EXTRACT TO READ:

Saturday, July 11, 2015

The Dance Festival



Dance Is Life—and Life Is Dance

There is surely nothing more emblematic of the unbridled joy of Greek life than dance. So it is with some sadness at departure, but greater joy in the certain knowledge of returning, that Temenos 2015 concludes with the annual Finikounda dance festival. Held on Saturday evening in the village amphitheater, on the edge of the fishing harbor, people come from the many villages miles around to celebrate, to bask in a shared heritage…and to simply have fun.

The dancers, the sons and daughters of this proud village, basking in the unique movement and garb of rural Greece, expertly performed these complex dances, which represent the islands, the mainland, northern Epirus and Macedonia, and—of course—the Peloponnese.  This is not a show of ossified tradition; rather it is a living thing, a part of the Greek continuum to which this blog is partly dedicated.




Included here is a small sampling of photos and videos, including the concluding dances,which brought the audience on stage with the dancers. Your correspondent, with his three right feet, was duly conscripted into the dance circle. Wine, cheese, and sweets were served by women carrying baskets and the salutation (chronia polla, “many years!”) was repeated again and again.

SET EXERCISE A: Can you sum up the post about the Finikounda dance festival in two sentences?
SET EXERCISE B: Could you carry the post about the Finikounda dance festival forward past its final sentence?
The items that come after this text are separate material with no connection to it.

Dataset rows
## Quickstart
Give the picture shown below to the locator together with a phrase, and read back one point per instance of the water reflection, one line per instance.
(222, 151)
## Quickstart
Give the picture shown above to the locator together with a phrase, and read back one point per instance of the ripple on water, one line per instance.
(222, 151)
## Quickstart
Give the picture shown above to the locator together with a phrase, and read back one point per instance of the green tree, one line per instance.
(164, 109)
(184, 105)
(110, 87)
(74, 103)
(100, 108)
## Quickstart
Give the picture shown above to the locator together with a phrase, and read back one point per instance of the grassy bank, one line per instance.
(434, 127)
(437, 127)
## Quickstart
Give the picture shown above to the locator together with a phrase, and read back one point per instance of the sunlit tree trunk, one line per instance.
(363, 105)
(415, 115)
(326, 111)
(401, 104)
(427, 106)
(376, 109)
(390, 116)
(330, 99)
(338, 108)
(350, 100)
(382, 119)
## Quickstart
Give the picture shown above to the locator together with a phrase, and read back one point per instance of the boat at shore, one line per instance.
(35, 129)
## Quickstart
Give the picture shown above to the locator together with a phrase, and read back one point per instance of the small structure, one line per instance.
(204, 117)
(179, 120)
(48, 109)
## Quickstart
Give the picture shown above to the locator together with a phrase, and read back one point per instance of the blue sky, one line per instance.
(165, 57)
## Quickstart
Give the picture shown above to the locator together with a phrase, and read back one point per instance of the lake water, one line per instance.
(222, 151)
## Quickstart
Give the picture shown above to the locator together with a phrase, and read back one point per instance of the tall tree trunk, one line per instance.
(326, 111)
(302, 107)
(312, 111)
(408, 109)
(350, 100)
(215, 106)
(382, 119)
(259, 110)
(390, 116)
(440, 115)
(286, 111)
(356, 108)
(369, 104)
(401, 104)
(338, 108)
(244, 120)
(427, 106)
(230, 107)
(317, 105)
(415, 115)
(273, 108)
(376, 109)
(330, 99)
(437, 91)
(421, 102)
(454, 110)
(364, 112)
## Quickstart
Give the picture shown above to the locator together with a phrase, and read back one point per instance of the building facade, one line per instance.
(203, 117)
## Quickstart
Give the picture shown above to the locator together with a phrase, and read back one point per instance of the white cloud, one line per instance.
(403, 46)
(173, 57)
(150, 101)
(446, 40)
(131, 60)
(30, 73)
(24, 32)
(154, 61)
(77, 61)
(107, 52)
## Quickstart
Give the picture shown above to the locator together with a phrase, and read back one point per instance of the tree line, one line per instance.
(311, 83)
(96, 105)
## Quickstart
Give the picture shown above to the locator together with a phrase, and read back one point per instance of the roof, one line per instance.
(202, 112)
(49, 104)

EXERCISE RESPONSE A: Temenos 2015 concludes with the annual Finikounda dance festival, held on Saturday evening in the village amphitheater by the fishing harbor, where people from villages for miles around gather to celebrate a shared heritage and have fun. Village dancers in rural Greek garb performed dances representing the islands, the mainland, northern Epirus and Macedonia, and the Peloponnese, and the concluding dances brought the audience on stage while women served wine, cheese, and sweets.

EXERCISE RESPONSE B:
The dance includes the very young and the old. The joy on people’s faces must be seen up close to be fully appreciated.





Greece may have lost much of itself since becoming part of Europe in the early 1980s. And the crisis of the last six years, ongoing and unresolved, has sapped some of the spirit of this proud nation of 10 million souls—but it has hardly extinguished the pride of place, the self-awareness, the historical and cultural legacy, the richness of language, foodways, and long-held skills of survival. There will always be an elemental Greekness, a quality that sets this land apart from the rest of the world.


Opa!!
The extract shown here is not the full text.